▸ PROBLEM REQUIREMENTS:
Can you copy out every line of the data below word for word, leaving nothing out?
>>
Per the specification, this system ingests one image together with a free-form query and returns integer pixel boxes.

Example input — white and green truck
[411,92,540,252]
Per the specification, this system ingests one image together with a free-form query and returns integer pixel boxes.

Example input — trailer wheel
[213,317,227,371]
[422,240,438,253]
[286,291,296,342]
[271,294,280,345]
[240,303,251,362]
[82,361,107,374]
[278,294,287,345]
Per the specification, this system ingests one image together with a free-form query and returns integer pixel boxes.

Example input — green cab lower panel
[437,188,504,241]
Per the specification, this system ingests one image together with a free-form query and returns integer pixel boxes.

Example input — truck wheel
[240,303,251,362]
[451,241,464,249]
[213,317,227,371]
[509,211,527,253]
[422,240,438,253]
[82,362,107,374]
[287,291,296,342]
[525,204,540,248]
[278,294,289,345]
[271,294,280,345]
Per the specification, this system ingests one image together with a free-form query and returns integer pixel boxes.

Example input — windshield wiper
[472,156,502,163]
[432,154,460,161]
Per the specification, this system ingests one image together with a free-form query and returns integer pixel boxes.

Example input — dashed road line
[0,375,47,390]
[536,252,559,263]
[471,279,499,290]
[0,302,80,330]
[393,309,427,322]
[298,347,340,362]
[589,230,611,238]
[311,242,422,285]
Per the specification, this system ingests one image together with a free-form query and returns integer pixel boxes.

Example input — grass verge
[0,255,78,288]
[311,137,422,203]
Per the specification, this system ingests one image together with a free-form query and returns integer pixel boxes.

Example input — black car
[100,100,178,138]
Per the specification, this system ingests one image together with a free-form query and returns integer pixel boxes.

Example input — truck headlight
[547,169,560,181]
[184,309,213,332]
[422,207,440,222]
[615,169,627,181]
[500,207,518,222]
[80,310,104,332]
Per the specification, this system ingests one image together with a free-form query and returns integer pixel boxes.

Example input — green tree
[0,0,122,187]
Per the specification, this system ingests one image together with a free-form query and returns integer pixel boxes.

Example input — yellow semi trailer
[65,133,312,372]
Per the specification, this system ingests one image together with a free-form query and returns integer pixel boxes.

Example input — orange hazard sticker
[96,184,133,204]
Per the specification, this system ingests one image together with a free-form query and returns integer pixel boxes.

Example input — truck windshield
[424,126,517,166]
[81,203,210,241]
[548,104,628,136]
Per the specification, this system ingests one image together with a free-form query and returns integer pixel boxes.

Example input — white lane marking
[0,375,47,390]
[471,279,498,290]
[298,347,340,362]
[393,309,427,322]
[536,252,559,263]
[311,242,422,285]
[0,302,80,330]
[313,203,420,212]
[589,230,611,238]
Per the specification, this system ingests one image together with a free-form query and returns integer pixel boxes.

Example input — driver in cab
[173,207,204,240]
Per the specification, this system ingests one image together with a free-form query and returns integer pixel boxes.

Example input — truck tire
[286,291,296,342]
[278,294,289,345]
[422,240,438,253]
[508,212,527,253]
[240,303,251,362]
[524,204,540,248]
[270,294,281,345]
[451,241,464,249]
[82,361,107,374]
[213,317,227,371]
<<
▸ RESULT:
Per the specification, this system ingests one image together with a free-form query and returns integer pixel boxes.

Example input — white and green truck
[411,92,540,252]
Per the specification, this system ingests one image together with a free-form query and returns integer pixel boxes.

Example input — trailer wheel
[213,317,227,371]
[422,240,438,253]
[286,291,296,342]
[271,294,280,345]
[240,303,251,362]
[82,361,107,374]
[278,294,287,345]
Per the specification, this system ingests one image together with a free-form query and returns integer pixel boxes.

Example input — green cab lower panel
[437,188,504,241]
Per the specification, this system ingests one image together with a free-form query and returns integer pixel boxes.

Example input — truck wheel
[240,303,251,362]
[451,241,464,249]
[213,317,227,371]
[509,211,527,253]
[422,240,438,253]
[82,362,107,374]
[287,291,296,342]
[525,204,540,248]
[278,294,289,345]
[271,294,280,345]
Per the specification, this system ingests one image together with a free-form query and returns integer pixel boxes.

Example input — windshield wiper
[472,156,502,163]
[432,154,460,161]
Per the specification, this system ingests one image together with a free-form query and returns integer pixel boxes.

Example input — dashed road line
[0,375,47,390]
[536,252,559,263]
[471,279,499,290]
[0,302,80,330]
[393,309,427,322]
[298,347,340,362]
[589,230,611,238]
[311,242,422,285]
Per the specification, this system ingests one image together with a free-form query and returns integer pixel boxes.

Example input — grass verge
[0,255,78,288]
[311,137,422,203]
Per the specification, this system ingests one image together with a free-form query and returns integer pixel boxes.

Example input — black car
[100,100,178,138]
Per the specification, this system ingests one image together with a free-form query and returns integer pixel boxes.

Example input — truck headlight
[547,169,560,181]
[184,309,213,332]
[422,207,440,222]
[615,169,627,181]
[500,207,518,222]
[80,310,104,332]
Per the specification, this system ingests one image together with a free-form query and returns integer pixel boxes.

Example input — green tree
[0,0,122,187]
Per the specification, this system ingests one image together with a free-form query and returns integer pixel boxes.

Example input — yellow semi trailer
[65,133,312,372]
Per the specification, this system ingests one image together with a free-form query and returns integer pixel boxes.

Example input — orange hazard sticker
[96,184,133,204]
Per the specification, this system ingests one image together with a free-form query and returns integer pixel boxes.

Example input — truck windshield
[424,126,517,166]
[81,203,210,241]
[548,104,628,136]
Per the specification, this system ingests one image together with a free-form query and returns integer pixel boxes.

Example input — white lane marking
[0,375,47,390]
[471,279,498,290]
[298,347,340,362]
[393,309,427,322]
[536,252,559,263]
[311,242,422,285]
[0,302,80,330]
[313,203,420,212]
[589,230,611,238]
Per the specification, this system ingests one image together with a free-form query and returns integer pixel boxes.

Example input — driver in cab
[173,207,204,240]
Per the specification, this system ingests one image together with a free-form query and returns integer pixel boxes.

Example input — truck tire
[286,291,296,342]
[278,294,289,345]
[422,240,438,253]
[508,212,527,253]
[240,303,251,362]
[524,204,540,248]
[270,294,281,345]
[451,241,464,249]
[82,361,107,374]
[213,317,227,371]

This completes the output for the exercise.